§ **WHAT YOU HAVE TO DO**: Rewrite all of the records below as a numbered list, leaving out any blank lines.

§ **DATA IN THIS EXERCISE**:

** BEGIN **

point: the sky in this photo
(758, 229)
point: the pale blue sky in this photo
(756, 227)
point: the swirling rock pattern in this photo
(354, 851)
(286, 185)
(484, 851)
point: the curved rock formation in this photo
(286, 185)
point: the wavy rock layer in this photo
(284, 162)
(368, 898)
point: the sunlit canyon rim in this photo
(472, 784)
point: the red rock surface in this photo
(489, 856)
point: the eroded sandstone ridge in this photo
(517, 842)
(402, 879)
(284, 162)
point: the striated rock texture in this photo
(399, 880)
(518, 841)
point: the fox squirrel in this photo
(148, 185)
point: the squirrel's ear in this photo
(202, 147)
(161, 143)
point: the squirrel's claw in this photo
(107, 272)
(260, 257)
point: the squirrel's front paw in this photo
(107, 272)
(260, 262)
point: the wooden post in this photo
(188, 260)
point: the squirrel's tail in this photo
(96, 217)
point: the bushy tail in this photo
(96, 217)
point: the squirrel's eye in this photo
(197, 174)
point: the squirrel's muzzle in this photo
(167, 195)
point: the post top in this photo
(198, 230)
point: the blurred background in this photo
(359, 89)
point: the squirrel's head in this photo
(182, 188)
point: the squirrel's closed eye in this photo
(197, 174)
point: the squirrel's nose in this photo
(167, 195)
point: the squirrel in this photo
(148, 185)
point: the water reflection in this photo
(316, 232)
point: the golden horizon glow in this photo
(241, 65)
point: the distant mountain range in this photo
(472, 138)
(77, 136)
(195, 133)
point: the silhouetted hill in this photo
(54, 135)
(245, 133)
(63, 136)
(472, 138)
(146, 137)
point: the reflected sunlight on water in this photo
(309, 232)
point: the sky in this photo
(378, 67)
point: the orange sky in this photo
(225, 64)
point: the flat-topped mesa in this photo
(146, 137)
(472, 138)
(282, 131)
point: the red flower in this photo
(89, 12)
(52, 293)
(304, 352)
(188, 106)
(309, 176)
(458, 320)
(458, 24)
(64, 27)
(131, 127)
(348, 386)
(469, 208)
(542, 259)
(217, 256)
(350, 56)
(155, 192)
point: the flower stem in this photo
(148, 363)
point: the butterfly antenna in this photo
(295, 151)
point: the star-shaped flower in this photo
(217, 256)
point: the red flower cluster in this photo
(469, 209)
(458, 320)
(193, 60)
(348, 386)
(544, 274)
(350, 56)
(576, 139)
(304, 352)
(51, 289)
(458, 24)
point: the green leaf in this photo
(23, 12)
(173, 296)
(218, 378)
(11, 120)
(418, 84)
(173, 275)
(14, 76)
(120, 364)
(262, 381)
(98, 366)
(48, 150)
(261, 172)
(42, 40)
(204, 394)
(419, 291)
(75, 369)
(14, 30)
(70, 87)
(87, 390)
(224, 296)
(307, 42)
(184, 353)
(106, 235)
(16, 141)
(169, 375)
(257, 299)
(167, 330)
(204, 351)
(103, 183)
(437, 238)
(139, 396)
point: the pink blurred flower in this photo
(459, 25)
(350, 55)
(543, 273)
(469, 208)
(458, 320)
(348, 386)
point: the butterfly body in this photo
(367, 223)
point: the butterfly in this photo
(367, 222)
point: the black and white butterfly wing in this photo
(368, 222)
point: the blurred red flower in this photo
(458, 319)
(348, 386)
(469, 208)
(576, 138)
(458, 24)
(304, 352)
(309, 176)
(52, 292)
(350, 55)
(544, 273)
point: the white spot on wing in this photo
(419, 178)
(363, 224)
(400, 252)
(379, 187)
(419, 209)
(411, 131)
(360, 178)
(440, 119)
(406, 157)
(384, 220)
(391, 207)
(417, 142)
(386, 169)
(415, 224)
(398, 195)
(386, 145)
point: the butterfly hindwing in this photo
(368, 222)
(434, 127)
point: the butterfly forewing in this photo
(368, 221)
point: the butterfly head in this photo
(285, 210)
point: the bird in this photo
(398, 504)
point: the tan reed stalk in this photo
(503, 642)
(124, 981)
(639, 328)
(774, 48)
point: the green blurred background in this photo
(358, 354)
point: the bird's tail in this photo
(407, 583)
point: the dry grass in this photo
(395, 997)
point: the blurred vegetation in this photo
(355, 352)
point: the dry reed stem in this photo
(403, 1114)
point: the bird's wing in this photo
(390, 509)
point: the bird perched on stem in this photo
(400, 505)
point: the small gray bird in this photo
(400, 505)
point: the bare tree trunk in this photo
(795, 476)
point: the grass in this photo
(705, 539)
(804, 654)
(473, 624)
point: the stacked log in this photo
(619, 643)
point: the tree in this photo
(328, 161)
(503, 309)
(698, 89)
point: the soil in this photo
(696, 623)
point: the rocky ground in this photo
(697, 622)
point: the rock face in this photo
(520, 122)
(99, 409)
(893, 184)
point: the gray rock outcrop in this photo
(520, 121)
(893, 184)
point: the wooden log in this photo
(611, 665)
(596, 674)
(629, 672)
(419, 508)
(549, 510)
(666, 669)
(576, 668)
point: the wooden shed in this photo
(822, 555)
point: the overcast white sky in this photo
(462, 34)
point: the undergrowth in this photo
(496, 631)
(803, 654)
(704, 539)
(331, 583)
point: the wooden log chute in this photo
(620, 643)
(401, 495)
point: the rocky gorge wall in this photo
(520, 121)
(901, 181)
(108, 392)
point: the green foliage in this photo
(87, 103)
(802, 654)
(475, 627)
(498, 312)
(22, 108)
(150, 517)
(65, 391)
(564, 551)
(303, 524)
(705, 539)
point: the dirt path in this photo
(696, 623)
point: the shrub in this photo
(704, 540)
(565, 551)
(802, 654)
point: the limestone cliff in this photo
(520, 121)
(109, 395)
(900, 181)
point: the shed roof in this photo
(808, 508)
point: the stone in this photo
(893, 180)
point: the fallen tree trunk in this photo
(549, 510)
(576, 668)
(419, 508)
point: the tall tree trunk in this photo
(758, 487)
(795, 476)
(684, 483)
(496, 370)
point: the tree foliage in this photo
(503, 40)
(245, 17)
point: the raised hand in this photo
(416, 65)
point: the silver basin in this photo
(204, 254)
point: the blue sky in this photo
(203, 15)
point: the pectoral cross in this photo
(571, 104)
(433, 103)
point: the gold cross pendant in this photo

** END **

§ **COMPLETE RESPONSE**:
1. point: the sky in this photo
2. (758, 229)
3. point: the pale blue sky in this photo
4. (756, 227)
5. point: the swirling rock pattern in this photo
6. (354, 851)
7. (286, 185)
8. (484, 851)
9. point: the curved rock formation in this photo
10. (286, 185)
11. point: the wavy rock layer in this photo
12. (284, 162)
13. (368, 898)
14. point: the sunlit canyon rim in this photo
15. (472, 784)
16. point: the red rock surface in this photo
17. (489, 856)
18. point: the eroded sandstone ridge in this photo
19. (517, 842)
20. (402, 879)
21. (284, 162)
22. point: the striated rock texture in this photo
23. (399, 880)
24. (518, 841)
25. point: the fox squirrel in this photo
26. (148, 185)
27. point: the squirrel's ear in this photo
28. (202, 147)
29. (161, 143)
30. point: the squirrel's claw in this photo
31. (107, 272)
32. (260, 257)
33. point: the squirrel's front paw in this photo
34. (107, 272)
35. (260, 262)
36. point: the wooden post in this photo
37. (188, 260)
38. point: the squirrel's tail in this photo
39. (96, 217)
40. point: the bushy tail in this photo
41. (96, 217)
42. point: the squirrel's eye in this photo
43. (197, 174)
44. point: the squirrel's muzzle in this photo
45. (167, 195)
46. point: the post top in this photo
47. (198, 230)
48. point: the blurred background in this photo
49. (359, 89)
50. point: the squirrel's head in this photo
51. (182, 188)
52. point: the squirrel's closed eye in this photo
53. (197, 174)
54. point: the squirrel's nose in this photo
55. (167, 195)
56. point: the squirrel in this photo
57. (148, 185)
58. point: the water reflection in this photo
59. (316, 232)
60. point: the golden horizon glow in this photo
61. (241, 65)
62. point: the distant mountain range in this photo
63. (472, 138)
64. (77, 136)
65. (195, 133)
66. point: the silhouetted hill in this photo
67. (54, 135)
68. (245, 133)
69. (63, 136)
70. (472, 138)
71. (146, 137)
72. point: the reflected sunlight on water in this photo
73. (309, 232)
74. point: the sky in this photo
75. (378, 67)
76. point: the orange sky in this photo
77. (225, 64)
78. point: the flat-topped mesa in this photo
79. (146, 137)
80. (472, 138)
81. (282, 131)
82. point: the red flower in this photo
83. (89, 12)
84. (52, 293)
85. (304, 352)
86. (188, 106)
87. (309, 176)
88. (458, 320)
89. (458, 24)
90. (64, 27)
91. (131, 127)
92. (348, 386)
93. (469, 208)
94. (542, 259)
95. (217, 256)
96. (350, 56)
97. (155, 192)
98. point: the flower stem in this photo
99. (148, 363)
100. point: the butterfly antenna in this photo
101. (295, 151)
102. point: the star-shaped flower in this photo
103. (217, 256)
104. point: the red flower cluster in this photo
105. (469, 209)
106. (458, 320)
107. (193, 60)
108. (348, 386)
109. (544, 274)
110. (350, 56)
111. (576, 139)
112. (304, 352)
113. (51, 289)
114. (458, 24)
115. point: the green leaf in this photo
116. (23, 12)
117. (173, 296)
118. (218, 378)
119. (11, 120)
120. (418, 84)
121. (173, 275)
122. (14, 76)
123. (120, 364)
124. (262, 381)
125. (98, 366)
126. (48, 150)
127. (261, 172)
128. (42, 40)
129. (204, 394)
130. (419, 291)
131. (75, 369)
132. (14, 30)
133. (70, 87)
134. (87, 390)
135. (224, 296)
136. (307, 42)
137. (184, 353)
138. (106, 235)
139. (16, 141)
140. (169, 375)
141. (257, 299)
142. (167, 330)
143. (204, 351)
144. (103, 183)
145. (437, 238)
146. (139, 396)
147. point: the pink blurred flower in this photo
148. (459, 25)
149. (350, 55)
150. (543, 273)
151. (469, 208)
152. (458, 320)
153. (348, 386)
154. point: the butterfly body in this photo
155. (367, 223)
156. point: the butterfly in this photo
157. (367, 222)
158. point: the black and white butterfly wing in this photo
159. (368, 222)
160. point: the blurred red flower in this photo
161. (458, 319)
162. (348, 386)
163. (469, 208)
164. (576, 138)
165. (458, 24)
166. (304, 352)
167. (309, 176)
168. (52, 292)
169. (350, 55)
170. (544, 273)
171. point: the white spot on wing in this photo
172. (419, 178)
173. (363, 224)
174. (400, 252)
175. (379, 187)
176. (419, 209)
177. (411, 131)
178. (360, 178)
179. (440, 119)
180. (406, 157)
181. (384, 220)
182. (391, 207)
183. (417, 142)
184. (386, 169)
185. (415, 224)
186. (398, 195)
187. (386, 145)
188. point: the butterfly hindwing in this photo
189. (368, 222)
190. (434, 127)
191. point: the butterfly forewing in this photo
192. (368, 221)
193. point: the butterfly head in this photo
194. (285, 210)
195. point: the bird in this photo
196. (398, 504)
197. point: the tan reed stalk in this photo
198. (503, 642)
199. (124, 981)
200. (639, 328)
201. (774, 48)
202. point: the green blurred background in this photo
203. (358, 354)
204. point: the bird's tail in this photo
205. (407, 583)
206. point: the dry grass in this photo
207. (395, 997)
208. point: the blurred vegetation in this photo
209. (355, 352)
210. point: the dry reed stem in this photo
211. (403, 1114)
212. point: the bird's wing in this photo
213. (390, 509)
214. point: the bird perched on stem in this photo
215. (400, 505)
216. point: the small gray bird in this photo
217. (400, 505)
218. point: the bare tree trunk in this photo
219. (795, 476)
220. point: the grass in this photo
221. (705, 539)
222. (804, 654)
223. (473, 624)
224. point: the stacked log in this photo
225. (619, 643)
226. point: the tree in this photo
227. (328, 161)
228. (503, 309)
229. (698, 89)
230. point: the soil in this photo
231. (696, 623)
232. point: the rocky ground in this photo
233. (697, 622)
234. point: the rock face in this photo
235. (520, 122)
236. (99, 409)
237. (893, 184)
238. point: the gray rock outcrop in this photo
239. (520, 121)
240. (893, 184)
241. point: the wooden log in this photo
242. (611, 665)
243. (596, 674)
244. (629, 672)
245. (419, 508)
246. (549, 510)
247. (666, 669)
248. (576, 668)
249. point: the wooden shed in this photo
250. (822, 555)
251. point: the overcast white sky in this photo
252. (462, 34)
253. point: the undergrowth in this photo
254. (496, 631)
255. (803, 654)
256. (704, 539)
257. (331, 583)
258. point: the wooden log chute in this photo
259. (620, 643)
260. (401, 495)
261. point: the rocky gorge wall in this photo
262. (520, 121)
263. (901, 181)
264. (108, 392)
265. point: the green foliage in this photo
266. (87, 103)
267. (802, 654)
268. (475, 627)
269. (498, 312)
270. (22, 108)
271. (150, 517)
272. (65, 391)
273. (564, 551)
274. (303, 524)
275. (705, 539)
276. point: the dirt path in this photo
277. (696, 623)
278. point: the shrub in this photo
279. (704, 540)
280. (565, 551)
281. (802, 654)
282. point: the limestone cliff in this photo
283. (520, 121)
284. (109, 395)
285. (900, 181)
286. point: the shed roof in this photo
287. (808, 508)
288. point: the stone in this photo
289. (893, 180)
290. point: the fallen tree trunk in this photo
291. (549, 510)
292. (576, 668)
293. (419, 508)
294. point: the tall tree trunk in this photo
295. (758, 487)
296. (795, 476)
297. (684, 483)
298. (496, 370)
299. point: the tree foliage in this photo
300. (503, 40)
301. (245, 17)
302. point: the raised hand in this photo
303. (416, 65)
304. point: the silver basin in this photo
305. (204, 254)
306. point: the blue sky in this photo
307. (203, 15)
308. point: the pectoral cross in this photo
309. (571, 104)
310. (433, 103)
311. point: the gold cross pendant in this photo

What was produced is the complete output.